Leave the pictures out while you restate every entry below word for word.

## [EXERCISE DATA]
■ ■ ■

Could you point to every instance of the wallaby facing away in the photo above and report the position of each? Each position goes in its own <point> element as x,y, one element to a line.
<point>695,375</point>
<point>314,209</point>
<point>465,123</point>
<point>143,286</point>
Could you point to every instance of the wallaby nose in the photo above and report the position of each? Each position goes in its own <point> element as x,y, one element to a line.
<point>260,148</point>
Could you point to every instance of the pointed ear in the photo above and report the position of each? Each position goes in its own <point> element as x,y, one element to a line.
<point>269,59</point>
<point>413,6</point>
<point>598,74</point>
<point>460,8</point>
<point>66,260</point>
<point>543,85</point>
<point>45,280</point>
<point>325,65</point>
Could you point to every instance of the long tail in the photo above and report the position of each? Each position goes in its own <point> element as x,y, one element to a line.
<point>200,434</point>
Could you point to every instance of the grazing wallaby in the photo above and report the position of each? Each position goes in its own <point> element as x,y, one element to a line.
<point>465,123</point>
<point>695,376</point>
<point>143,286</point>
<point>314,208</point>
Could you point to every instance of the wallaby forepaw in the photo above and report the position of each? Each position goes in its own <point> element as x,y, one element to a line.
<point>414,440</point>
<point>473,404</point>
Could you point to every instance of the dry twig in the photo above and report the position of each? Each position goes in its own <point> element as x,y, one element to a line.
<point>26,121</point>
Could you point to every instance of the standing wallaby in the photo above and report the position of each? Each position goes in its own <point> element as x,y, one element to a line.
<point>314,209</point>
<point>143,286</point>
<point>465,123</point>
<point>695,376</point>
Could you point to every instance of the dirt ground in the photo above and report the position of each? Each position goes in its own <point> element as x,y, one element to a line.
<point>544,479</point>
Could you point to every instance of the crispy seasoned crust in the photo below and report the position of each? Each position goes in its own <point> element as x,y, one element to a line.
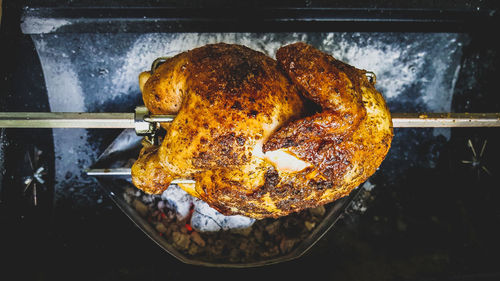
<point>237,104</point>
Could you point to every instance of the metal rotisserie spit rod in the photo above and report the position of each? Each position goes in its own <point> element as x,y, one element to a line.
<point>132,120</point>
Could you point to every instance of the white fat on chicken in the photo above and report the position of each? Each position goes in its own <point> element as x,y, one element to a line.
<point>282,159</point>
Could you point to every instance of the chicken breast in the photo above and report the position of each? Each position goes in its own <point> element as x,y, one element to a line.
<point>263,138</point>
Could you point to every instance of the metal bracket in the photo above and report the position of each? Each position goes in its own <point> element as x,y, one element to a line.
<point>143,127</point>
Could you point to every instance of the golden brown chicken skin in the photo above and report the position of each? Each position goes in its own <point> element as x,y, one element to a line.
<point>245,134</point>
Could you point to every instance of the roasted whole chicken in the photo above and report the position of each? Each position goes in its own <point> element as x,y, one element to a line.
<point>263,137</point>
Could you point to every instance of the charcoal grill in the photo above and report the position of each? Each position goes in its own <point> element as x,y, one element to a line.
<point>64,37</point>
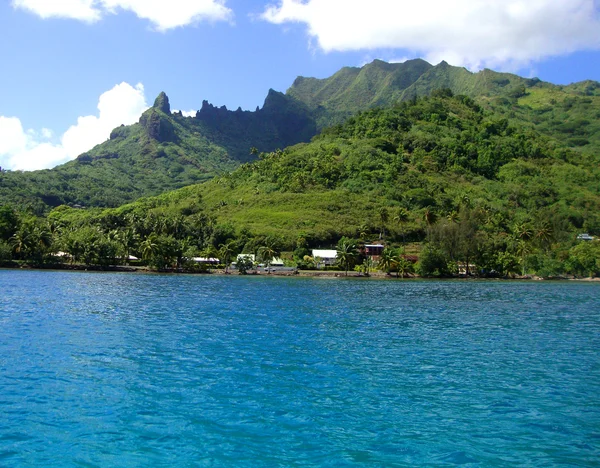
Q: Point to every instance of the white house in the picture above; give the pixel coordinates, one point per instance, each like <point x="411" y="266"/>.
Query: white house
<point x="325" y="257"/>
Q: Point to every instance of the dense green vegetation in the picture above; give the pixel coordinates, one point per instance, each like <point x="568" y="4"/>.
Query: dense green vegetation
<point x="162" y="152"/>
<point x="442" y="177"/>
<point x="166" y="150"/>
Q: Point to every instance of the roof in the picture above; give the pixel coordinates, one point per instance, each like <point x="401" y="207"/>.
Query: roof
<point x="322" y="253"/>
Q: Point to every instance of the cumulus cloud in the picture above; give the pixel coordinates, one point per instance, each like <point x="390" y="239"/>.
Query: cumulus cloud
<point x="29" y="150"/>
<point x="473" y="33"/>
<point x="190" y="113"/>
<point x="163" y="14"/>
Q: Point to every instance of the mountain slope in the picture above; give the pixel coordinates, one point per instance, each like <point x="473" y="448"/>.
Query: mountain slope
<point x="429" y="158"/>
<point x="165" y="150"/>
<point x="162" y="152"/>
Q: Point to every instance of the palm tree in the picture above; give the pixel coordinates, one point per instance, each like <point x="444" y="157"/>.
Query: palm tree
<point x="148" y="247"/>
<point x="225" y="252"/>
<point x="453" y="216"/>
<point x="346" y="253"/>
<point x="384" y="217"/>
<point x="523" y="248"/>
<point x="269" y="251"/>
<point x="544" y="234"/>
<point x="401" y="218"/>
<point x="386" y="260"/>
<point x="404" y="267"/>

■ ■ ■

## [TASK RESULT]
Could you point to every instance of the wallaby facing away in the photo above and report the position of each? Each position goes in its own <point> element as x,y, one element to a line.
<point>695,375</point>
<point>314,209</point>
<point>465,123</point>
<point>143,286</point>
Could you point to every instance of the wallaby nose in the photo above and report the position of each? Each position goes in its own <point> element as x,y, one element to a line.
<point>260,148</point>
Could you point to every instance of the pointed ear in the photo above and report the position of each? Each position goes in its own <point> element as x,y, one element to a line.
<point>269,59</point>
<point>413,6</point>
<point>598,74</point>
<point>460,8</point>
<point>66,260</point>
<point>543,85</point>
<point>45,280</point>
<point>325,65</point>
Could you point to every instance of the long tail in the photo above and report the position of each? Each position goes in its own <point> element as x,y, one element to a line.
<point>200,434</point>
Could you point to every instance of the grazing wallaby in the photo above and report the position of each? Each position goes in its own <point> element as x,y, one element to a line.
<point>465,123</point>
<point>695,376</point>
<point>143,286</point>
<point>314,208</point>
Could you point to every instance of the wallaby forepaw in the photo above and report the position of each? Each position goes in its own <point> element as x,y, one element to a line.
<point>414,440</point>
<point>473,404</point>
Could you point to every instance of the dry twig in the photo above and report the position of each? Each position goes in its own <point> element as x,y, one element to a line.
<point>26,121</point>
Could you point to every instance of the standing wallaby in the photo above and report the position of each? Each position goes in its own <point> element as x,y, one element to a line.
<point>314,209</point>
<point>143,286</point>
<point>465,123</point>
<point>695,376</point>
Could you point to every instance of the dirt ground in the photo above and report the position of each? Each position goes in its own <point> element as x,y, one element to a line.
<point>544,479</point>
Could you point to every instance of the crispy seasoned crust in the photo below and report the position of each? Each position goes in its own <point> element as x,y, one element to a line.
<point>237,104</point>
Could you point to every instance of the metal rotisserie spit rod in the photo above and report the position of each? Each position goes in its own <point> element as x,y, one element to a line.
<point>132,120</point>
Could you point to every instance of the white fat on chicken in the photo above and report the position of each? Each position goes in its own <point> element as x,y, one element to a line.
<point>282,159</point>
Could you point to every instance of the chicken breast in the photo above and report the position of each? Each position goes in its own <point> element as x,y, one element to a line.
<point>263,138</point>
Could you point to every instance of the metal bracket in the photo above and report the position of each? Each position goes in its own <point> element as x,y, one element to a line.
<point>143,127</point>
Could you point to every instance of the golden brown chicken skin in the photo above and report the position of each? Each position goes in its own <point> element as x,y, one element to a line.
<point>245,134</point>
Could you point to every instance of the roasted whole chicken in the photo above and report the position of each? Each position goes in its own <point> element as x,y, one element to a line.
<point>263,137</point>
Could you point to every instance of the charcoal grill in the photo above and report the position of each? Each position goes in its own <point> element as x,y, one element to a line.
<point>64,37</point>
Q: Point to every instance of the white house in the picture above; give the pixel coordinates, one point per instance, each like <point x="411" y="266"/>.
Query: white house
<point x="325" y="257"/>
Q: Point to every instance of the dense green vegetation in the picture above; give the pixel coordinates, one point per instance, each like <point x="568" y="4"/>.
Query: dense green vegetation
<point x="162" y="152"/>
<point x="442" y="177"/>
<point x="166" y="150"/>
Q: Point to every instance of the roof in the picture above; give the pixel coordinates, one point per instance, each like <point x="401" y="207"/>.
Query: roof
<point x="322" y="253"/>
Q: Point to every instance of the cumulus cloud in the picture above; give the pixel coordinates, one point per instance, each like <point x="390" y="239"/>.
Query: cumulus cloud
<point x="29" y="150"/>
<point x="473" y="33"/>
<point x="190" y="113"/>
<point x="163" y="14"/>
Q: Point to every instance of the mountain slope in the picture above; give the pixel coordinates, one point per instance, each like <point x="473" y="448"/>.
Query: mountain slope
<point x="429" y="158"/>
<point x="165" y="150"/>
<point x="162" y="152"/>
Q: Point to every instance of the palm tree in the picture above; give the pixel coordinates, one point per instance, each like <point x="444" y="157"/>.
Query: palm tree
<point x="148" y="247"/>
<point x="225" y="252"/>
<point x="453" y="216"/>
<point x="346" y="253"/>
<point x="384" y="217"/>
<point x="523" y="248"/>
<point x="269" y="251"/>
<point x="544" y="234"/>
<point x="401" y="218"/>
<point x="386" y="260"/>
<point x="404" y="267"/>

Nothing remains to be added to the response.